------ Dati forniti

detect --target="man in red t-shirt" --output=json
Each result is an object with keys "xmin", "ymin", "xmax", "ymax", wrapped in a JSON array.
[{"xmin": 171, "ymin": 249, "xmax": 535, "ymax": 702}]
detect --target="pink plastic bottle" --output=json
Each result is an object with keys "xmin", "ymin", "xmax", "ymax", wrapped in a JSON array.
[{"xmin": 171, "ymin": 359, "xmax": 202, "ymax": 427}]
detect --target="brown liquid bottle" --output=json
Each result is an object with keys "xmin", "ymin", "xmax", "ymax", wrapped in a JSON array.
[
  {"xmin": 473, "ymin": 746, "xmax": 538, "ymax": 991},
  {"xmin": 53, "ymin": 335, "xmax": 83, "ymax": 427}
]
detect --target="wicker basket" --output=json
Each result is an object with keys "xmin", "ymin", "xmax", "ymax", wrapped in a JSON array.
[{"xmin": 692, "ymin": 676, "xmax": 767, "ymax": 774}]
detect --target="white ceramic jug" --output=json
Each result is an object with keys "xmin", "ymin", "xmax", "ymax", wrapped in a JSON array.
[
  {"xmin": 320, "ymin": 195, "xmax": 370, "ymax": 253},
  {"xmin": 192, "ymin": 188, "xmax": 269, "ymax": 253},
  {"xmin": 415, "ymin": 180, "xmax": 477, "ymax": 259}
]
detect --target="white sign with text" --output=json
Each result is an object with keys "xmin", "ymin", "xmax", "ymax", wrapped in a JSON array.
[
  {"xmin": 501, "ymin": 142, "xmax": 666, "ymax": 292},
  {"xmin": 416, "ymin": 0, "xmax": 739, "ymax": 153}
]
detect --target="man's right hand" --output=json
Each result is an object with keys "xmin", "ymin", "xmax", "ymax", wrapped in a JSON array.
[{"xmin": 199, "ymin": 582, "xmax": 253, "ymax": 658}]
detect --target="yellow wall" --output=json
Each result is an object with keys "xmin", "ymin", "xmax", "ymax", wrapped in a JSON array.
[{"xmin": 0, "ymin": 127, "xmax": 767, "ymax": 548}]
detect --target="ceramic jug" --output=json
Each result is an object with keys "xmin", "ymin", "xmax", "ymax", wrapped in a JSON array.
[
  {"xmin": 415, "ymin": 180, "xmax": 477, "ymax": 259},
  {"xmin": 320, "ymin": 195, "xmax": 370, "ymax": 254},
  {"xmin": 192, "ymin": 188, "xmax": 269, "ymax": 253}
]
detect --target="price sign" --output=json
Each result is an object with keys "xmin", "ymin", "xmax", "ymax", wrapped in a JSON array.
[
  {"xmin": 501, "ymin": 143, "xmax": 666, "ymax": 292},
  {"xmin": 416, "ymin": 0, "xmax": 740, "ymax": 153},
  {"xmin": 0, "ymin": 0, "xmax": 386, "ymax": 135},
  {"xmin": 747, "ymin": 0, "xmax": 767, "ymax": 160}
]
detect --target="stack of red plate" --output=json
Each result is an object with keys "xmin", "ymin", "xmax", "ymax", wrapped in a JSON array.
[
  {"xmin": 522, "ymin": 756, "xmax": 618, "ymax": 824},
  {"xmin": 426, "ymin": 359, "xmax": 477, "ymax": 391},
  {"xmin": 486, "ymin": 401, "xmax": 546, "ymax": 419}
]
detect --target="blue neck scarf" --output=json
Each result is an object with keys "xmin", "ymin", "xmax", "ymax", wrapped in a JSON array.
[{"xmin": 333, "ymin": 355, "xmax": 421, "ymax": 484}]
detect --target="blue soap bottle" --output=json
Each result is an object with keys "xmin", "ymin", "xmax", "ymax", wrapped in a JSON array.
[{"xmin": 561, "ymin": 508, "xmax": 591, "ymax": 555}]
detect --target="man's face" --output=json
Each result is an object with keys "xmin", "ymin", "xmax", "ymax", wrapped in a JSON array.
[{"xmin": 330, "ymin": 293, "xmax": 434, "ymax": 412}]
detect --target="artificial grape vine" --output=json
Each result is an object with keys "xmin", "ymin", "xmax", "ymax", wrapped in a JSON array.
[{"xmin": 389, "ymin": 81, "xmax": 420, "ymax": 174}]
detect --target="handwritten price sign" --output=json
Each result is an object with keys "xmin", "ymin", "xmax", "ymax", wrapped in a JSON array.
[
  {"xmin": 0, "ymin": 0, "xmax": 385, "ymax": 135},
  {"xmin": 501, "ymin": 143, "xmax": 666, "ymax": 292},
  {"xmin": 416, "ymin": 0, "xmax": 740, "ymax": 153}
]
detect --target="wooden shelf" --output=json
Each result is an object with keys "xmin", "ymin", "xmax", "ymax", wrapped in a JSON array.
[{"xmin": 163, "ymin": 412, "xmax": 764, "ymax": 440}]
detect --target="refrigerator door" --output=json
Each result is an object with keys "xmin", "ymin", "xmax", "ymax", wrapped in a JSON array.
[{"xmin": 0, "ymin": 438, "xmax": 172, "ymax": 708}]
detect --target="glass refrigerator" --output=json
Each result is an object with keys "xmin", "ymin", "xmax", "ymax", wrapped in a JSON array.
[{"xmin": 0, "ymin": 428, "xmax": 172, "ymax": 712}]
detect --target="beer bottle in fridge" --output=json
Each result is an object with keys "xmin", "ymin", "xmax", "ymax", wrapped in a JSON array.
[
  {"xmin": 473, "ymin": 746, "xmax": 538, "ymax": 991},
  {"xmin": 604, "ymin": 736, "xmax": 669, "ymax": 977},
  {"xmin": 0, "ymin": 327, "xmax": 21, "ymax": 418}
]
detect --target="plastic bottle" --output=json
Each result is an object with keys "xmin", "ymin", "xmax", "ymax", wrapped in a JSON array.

------------

_Cosa si chiede_:
Seleziona e copia ogni riga delle voci qui sopra che contiene la stringa "price". Le maiuscole e le minuscole contano.

_Risultato_:
detect --target="price sign" --output=json
detect --target="handwritten price sign" --output=json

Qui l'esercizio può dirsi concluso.